GIVEN INSTRUCTION:
Please answer these questions from the bug review thread below:
1. Which function is named as nulling the database?
2. What does the reviewer say must be added before rv = GetDatabase();?
3. How is attachment 737227 described?

EXTRACTED TEXT:
◆ ◆ ◆ ◆ ◆
The database object existed in nsMsgFilterAftertheFact but not in the folder. Yet it had to exist in the folder earlier, because nsMsgFilterAfterTheFact gets its database from the folder. So something is nulling that database in the folder unexpectedly.
The patches in the bug will fix that. Sorry for the slow review, I'll finish it Real Soon Now :)
nsAutoSyncState::ProcessExistingHeaders is nulling the database.
Comment on attachment 737227 [details] [diff] [review]
proposed fix, v3 (no whitespace changes)
Review of attachment 737227 [details] [diff] [review]:
r=me with the one nit fixed.
@@ +1984,5 @@
> if (NS_FAILED(rv)) return rv;
> rv = StoreImapFlags(kImapMsgFlaggedFlag, markFlagged, keysToMarkFlagged.Elements(),
> keysToMarkFlagged.Length(), nullptr);
> + rv = GetDatabase();
This loses the rv error from the previous line, so you need NS_ENSURE_SUCCESS(rv, rv); before rv = GetDatabase();
Comment on attachment 737226 [details] [diff] [review]
proposed fix, v3
r=me with the one nit fixed.
http://hg.mozilla.org/comm-central/rev/24722af6fb8b -> FIXED
◆ ◆ ◆ ◆ ◆
PROVIDED MATERIAL:
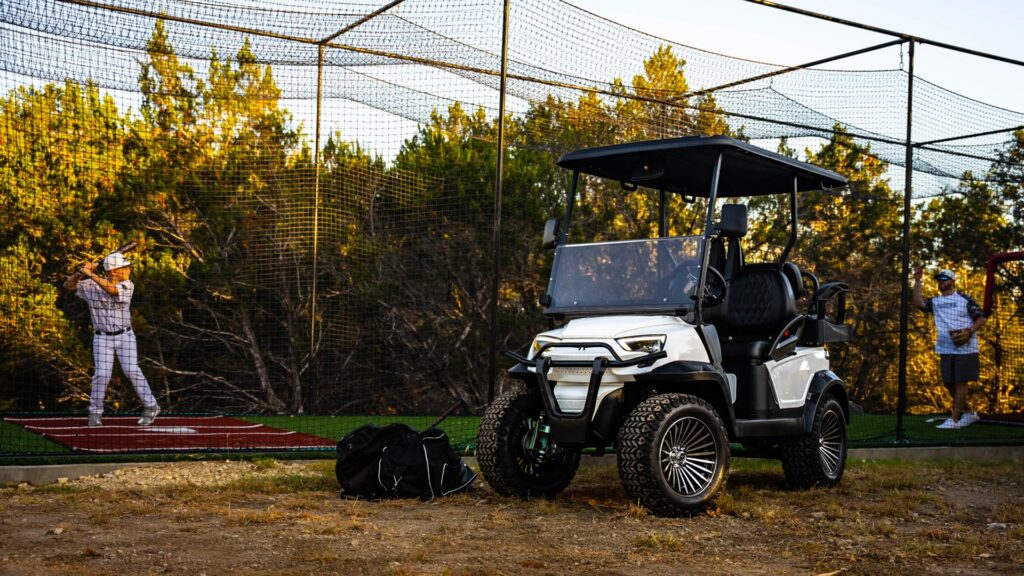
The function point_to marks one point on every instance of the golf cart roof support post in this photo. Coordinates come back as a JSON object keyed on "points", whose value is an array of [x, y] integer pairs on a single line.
{"points": [[793, 222], [569, 201], [663, 221], [706, 248]]}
◆ ◆ ◆ ◆ ◆
ANSWER TO THIS EXERCISE:
1. nsAutoSyncState::ProcessExistingHeaders
2. NS_ENSURE_SUCCESS(rv, rv);
3. proposed fix, v3 (no whitespace changes)